### CONSIGNE 1
Filtrez les entrées ci-dessous : recopiez chaque ligne qui contient la chaîne "skirt", en tenant compte de la casse.

Une grammaire du syldave

Par nécessité cette section comprend plus d'interprétation, bien que je l'aie fondée, autant que possible, sur les textes du Corpus. Je n'ai pas hésité ajouter des détails, quand cela me semblait nécessaire; des mots non attestés dans l'oeuvre Tintinesque apparaissent en bleu.

Affiliation génétique

Plusieurs ont supposé, en considérant sa phonologie, que le syldave appartennait aux langages slaves. Et bien sûr que le premier roi de Syldavie, Muskar, était Slave. Mais l'histoire comprend beaucoup de nations dont le peuple et le souverain ne partagent pas (ou ne partageaient pas) la même langue.

Si l'on cherche des mots apparentés dans d'autres langues européennes, en sautant des mots internationaux et des noms propres, le résultat est frappant :
syldave néerlandais allemand russe
bätczer beter besser lutchche mieux
blaveh blijven bleiben udyerjivat' rester
bûthsz boot Boot lyotka bateau
dascz de das le
döszt dorst Durst jajda soif
fläsz fles Flasche flyaga bouteille
forwotzen verbieden verboten zaprechtchat' interdit
güdd goed gut dobryy bon
eih hij er on il
ek ik ich ya je
ihn in in v dans
kar koning König korol' roi
khoujchz koets Kutsche karyeta carrosse
kzommet komen kommen prittí venir
micz met mit s avec
muskh moed Mut mujestvo valeur
nietz niet nein nye ne pas
omhz ons uns nas nous (obj.)
wertzragh vertragen verspäten zamyedlyat' ralentir
werkhven werken Werken rabotat' travaux

L'évidence est claire : le syldave est une langue germanique, et non pas slave; il n'y a pas de cas (les noms propres à part) où il y a un mot apparenté slave sans équivalent germanique.

L'influence slave sur le langage est évidemment importante, parce que la noblesse syldave était slave, et également à cause de l'emplacement géographique de la Syldavie. Les noms propres en syldave, par exemple, sont d'ordinaire slaves.

Bien que la Syldavie se trouve dans les Balkans, les formes syldaves sont d'ordinaire plus proches du néerlandais que de l'allemand (cf. güdd, nietz, wertzragh ci-dessus). Hors du texte, la raison en est simple : quand il avait besoin de mots étrangers, Hergé se servait régulièrement du marollien (Marols), le dialecte flamand bruxellois que parlait sa grand-mère. (Un autre exemple est la ville arabe de Wadesdah— "Qu'est-ce que c'est que ça" en marollien; et comparez aussi l'arumbaya dans L'oreille cassée.)

Quelques lecteurs concluent que le syldave est le marollien; mais c'est une exagération. Examinons de plus près la liste de mots apparentés ci-dessus : eih, fläsz, forwotzen, muskh, et micz sont plus proches à l'allemand qu'au néerlandais. Remarquez aussi la diversité des formes de l'article défini— dascz, dze, dzem, dza, dzoe— ce qui implique la déclension par cas et par genre, comme en allemand; l'article néerlandais n'a que deux formes, et ne décline pas par cas ou par nombre. Il y a aussi des emprunts évidents au français, tels que czesztot, klebcz, gendarmaskaïa, adwicza, karrö, zrälùkz.

### CONSIGNE 2
Quels mots l'extrait présente-t-il comme des emprunts évidents au français ? Donnez-les tous.

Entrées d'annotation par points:
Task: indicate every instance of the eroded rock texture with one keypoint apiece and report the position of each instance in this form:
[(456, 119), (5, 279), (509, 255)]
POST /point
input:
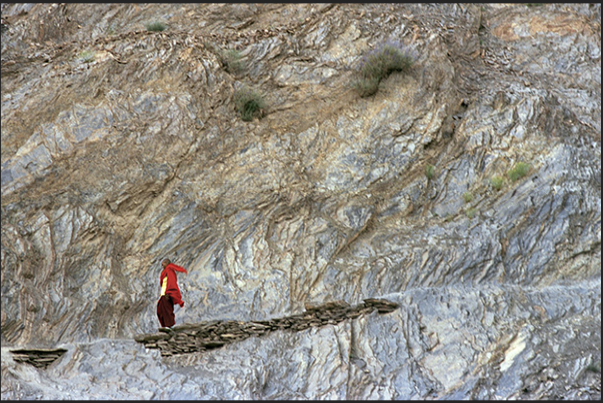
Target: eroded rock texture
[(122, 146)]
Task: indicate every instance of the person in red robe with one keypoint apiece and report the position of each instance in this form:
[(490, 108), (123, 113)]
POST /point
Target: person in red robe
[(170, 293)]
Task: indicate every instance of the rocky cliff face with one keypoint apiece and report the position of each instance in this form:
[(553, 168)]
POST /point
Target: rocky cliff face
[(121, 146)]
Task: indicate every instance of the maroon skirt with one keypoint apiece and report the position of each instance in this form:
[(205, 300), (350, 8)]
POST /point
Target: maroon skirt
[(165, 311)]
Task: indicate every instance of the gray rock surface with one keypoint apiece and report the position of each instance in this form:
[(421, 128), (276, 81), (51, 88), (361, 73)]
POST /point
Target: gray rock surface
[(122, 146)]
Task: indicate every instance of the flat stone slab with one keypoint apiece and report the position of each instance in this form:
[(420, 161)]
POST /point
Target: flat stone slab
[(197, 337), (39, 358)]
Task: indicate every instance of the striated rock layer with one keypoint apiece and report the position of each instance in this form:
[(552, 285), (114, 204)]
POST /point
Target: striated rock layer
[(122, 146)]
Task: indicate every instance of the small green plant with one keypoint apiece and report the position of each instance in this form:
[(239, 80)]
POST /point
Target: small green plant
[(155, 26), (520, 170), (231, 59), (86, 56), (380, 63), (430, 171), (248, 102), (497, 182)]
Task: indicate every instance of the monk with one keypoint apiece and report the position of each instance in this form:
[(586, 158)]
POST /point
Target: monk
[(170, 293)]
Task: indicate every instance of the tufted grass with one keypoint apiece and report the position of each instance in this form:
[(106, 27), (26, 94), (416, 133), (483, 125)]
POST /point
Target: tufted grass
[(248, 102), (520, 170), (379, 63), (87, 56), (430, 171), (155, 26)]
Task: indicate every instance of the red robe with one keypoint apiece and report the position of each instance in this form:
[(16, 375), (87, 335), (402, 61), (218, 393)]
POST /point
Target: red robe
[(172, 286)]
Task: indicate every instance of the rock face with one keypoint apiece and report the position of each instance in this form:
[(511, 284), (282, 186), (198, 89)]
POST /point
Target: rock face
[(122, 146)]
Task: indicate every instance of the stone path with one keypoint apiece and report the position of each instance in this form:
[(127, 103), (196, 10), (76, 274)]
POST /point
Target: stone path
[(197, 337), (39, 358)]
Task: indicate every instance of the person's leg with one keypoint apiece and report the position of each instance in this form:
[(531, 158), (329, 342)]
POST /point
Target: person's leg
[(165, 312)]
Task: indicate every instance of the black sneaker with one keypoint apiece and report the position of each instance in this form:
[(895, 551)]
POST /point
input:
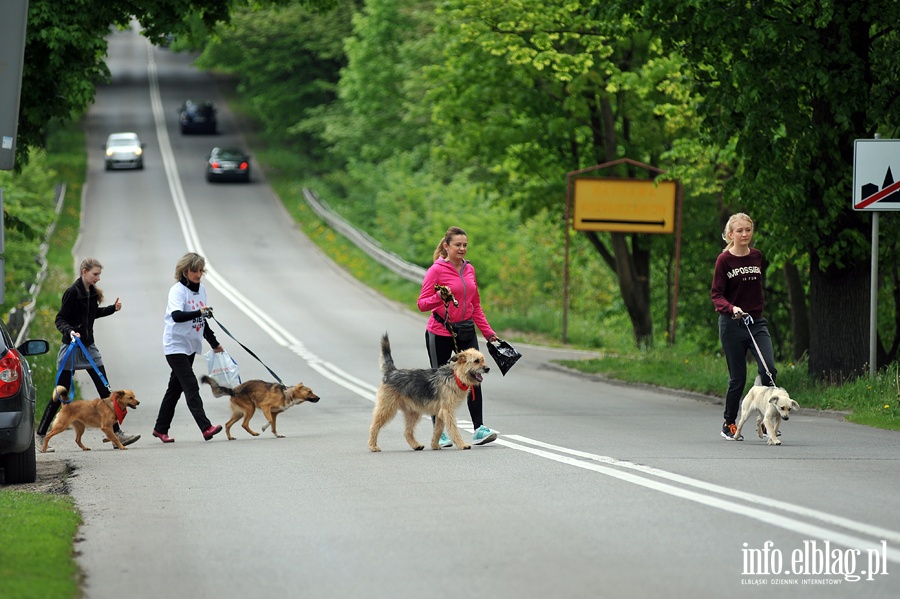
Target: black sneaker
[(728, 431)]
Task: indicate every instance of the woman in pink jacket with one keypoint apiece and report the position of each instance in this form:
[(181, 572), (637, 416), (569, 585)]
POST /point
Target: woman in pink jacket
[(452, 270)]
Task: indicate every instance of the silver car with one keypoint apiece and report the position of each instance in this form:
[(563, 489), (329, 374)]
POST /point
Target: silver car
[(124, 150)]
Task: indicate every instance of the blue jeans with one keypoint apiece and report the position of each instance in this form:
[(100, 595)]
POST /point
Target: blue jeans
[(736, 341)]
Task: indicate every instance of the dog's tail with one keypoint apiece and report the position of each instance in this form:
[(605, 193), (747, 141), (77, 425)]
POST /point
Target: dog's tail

### RÉPONSE 1
Task: indicate every instance of the maroon skirt with one keypoint apiece and report the position of each instance in this form:
Target: maroon skirt

### RÉPONSE 2
czesztot, klebcz, gendarmaskaïa, adwicza, karrö, zrälùkz